Retype all data exactly as given. Pictures should not be retyped.

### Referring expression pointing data
□ □ □
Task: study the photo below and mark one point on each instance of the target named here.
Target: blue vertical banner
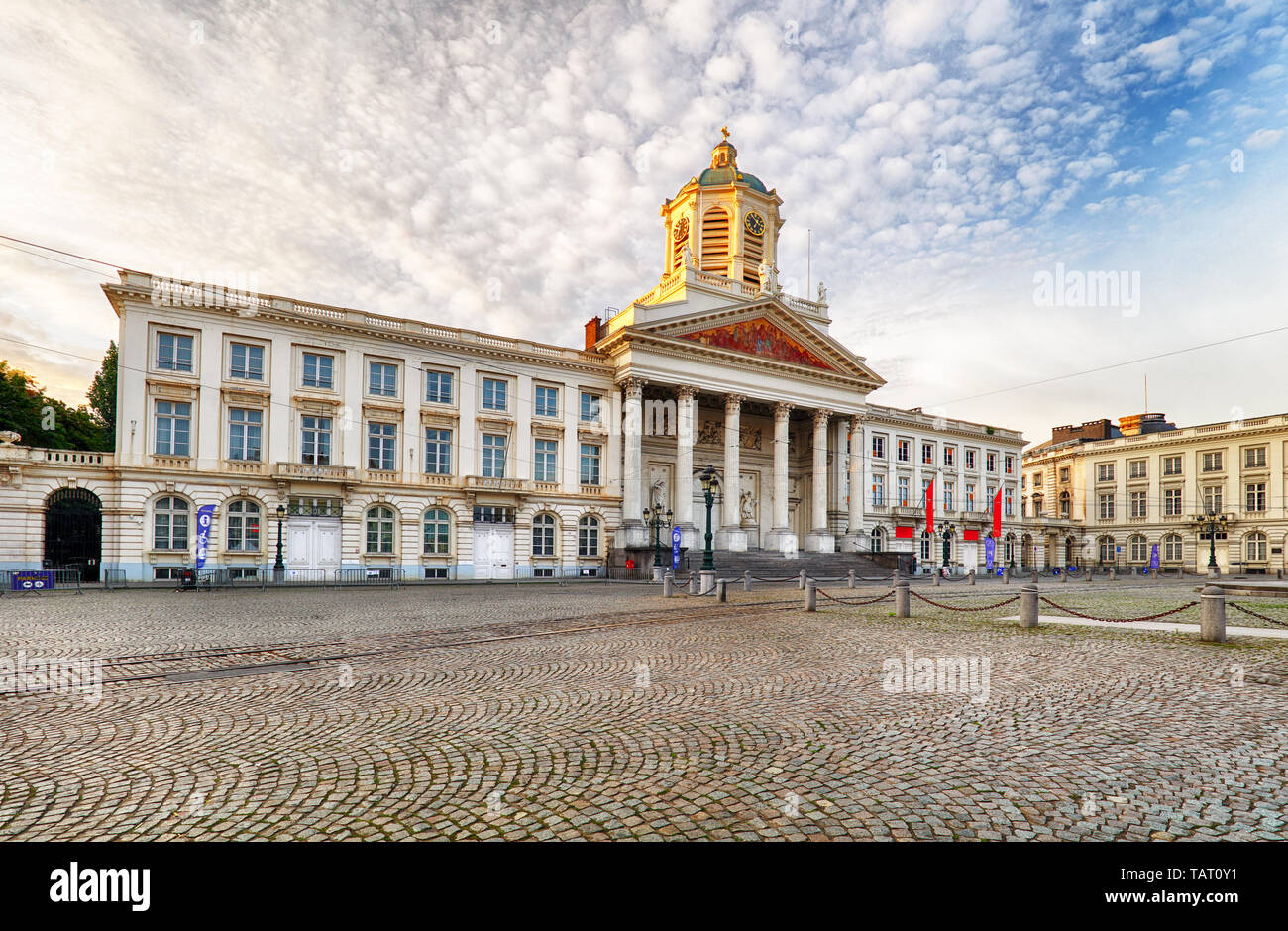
(205, 515)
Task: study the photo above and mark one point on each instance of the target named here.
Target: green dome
(716, 176)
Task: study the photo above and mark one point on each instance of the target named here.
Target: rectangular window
(545, 458)
(381, 439)
(246, 361)
(318, 371)
(589, 408)
(494, 394)
(174, 353)
(245, 432)
(381, 380)
(174, 429)
(590, 455)
(438, 387)
(546, 402)
(316, 441)
(438, 452)
(493, 456)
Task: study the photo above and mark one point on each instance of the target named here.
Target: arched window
(1254, 546)
(588, 536)
(544, 535)
(380, 530)
(243, 526)
(170, 524)
(715, 241)
(438, 531)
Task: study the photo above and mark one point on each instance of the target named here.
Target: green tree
(102, 395)
(46, 421)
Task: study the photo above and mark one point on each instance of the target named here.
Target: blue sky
(500, 166)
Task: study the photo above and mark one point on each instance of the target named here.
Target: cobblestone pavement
(608, 712)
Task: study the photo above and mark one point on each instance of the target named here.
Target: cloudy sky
(500, 165)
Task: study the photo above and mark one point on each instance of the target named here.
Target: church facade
(370, 442)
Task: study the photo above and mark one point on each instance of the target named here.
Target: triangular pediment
(765, 331)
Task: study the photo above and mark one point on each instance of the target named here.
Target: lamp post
(279, 567)
(707, 476)
(655, 518)
(1212, 520)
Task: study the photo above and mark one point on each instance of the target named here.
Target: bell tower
(725, 219)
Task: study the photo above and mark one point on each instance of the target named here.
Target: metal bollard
(1029, 605)
(1212, 620)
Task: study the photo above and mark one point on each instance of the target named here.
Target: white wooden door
(493, 550)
□ □ □
### TASK SOLUTION
Task: study the photo below and mark one point on each instance of the target named here.
Target: blue vertical banner
(205, 515)
Task: study the photo above and mark one point on each instance of the target named here.
Target: green dome
(716, 176)
Task: study the photo above and mark one point on each instance of the target named here.
Target: rectangular window
(545, 458)
(381, 439)
(246, 361)
(318, 371)
(589, 408)
(494, 394)
(174, 353)
(245, 432)
(381, 380)
(174, 429)
(590, 455)
(438, 387)
(546, 402)
(316, 441)
(438, 452)
(493, 456)
Task: study the photo above and mark one point on each instance of the target named here.
Target: arched window
(1254, 546)
(588, 536)
(544, 535)
(380, 530)
(243, 526)
(170, 524)
(715, 241)
(438, 531)
Task: study the photo above and mark one point on each instance of the target named here.
Target: green tree
(102, 395)
(46, 421)
Task: study the photo above and mark one point on each instance of the target named here.
Target: blue sky
(500, 166)
Task: study the photo above and mark one point on each instance of the target named here.
Target: cobblestone pavement
(608, 712)
Task: study the photo above and mark one point on each instance of the target named here.
Target: cloudy sky
(500, 165)
Task: study the photo above and mark one point on each instance of the target named here.
Target: church facade
(370, 442)
Task: study the photo above and mark one point on each instance of the target named here.
Target: triangular pediment
(765, 331)
Task: study the photo above and mark one point on each instance of the target named here.
Target: lamp post
(279, 567)
(707, 476)
(655, 518)
(1212, 520)
Task: study the photo above and mark one point on each instance of the target named here.
Target: bell tower
(725, 219)
Task: study the photo above and mark one point on each instance of the target named here.
Target: metal bollard
(1029, 605)
(1212, 620)
Task: study the photo above and mark one point on each instance of the target named here.
Target: white wooden door
(493, 550)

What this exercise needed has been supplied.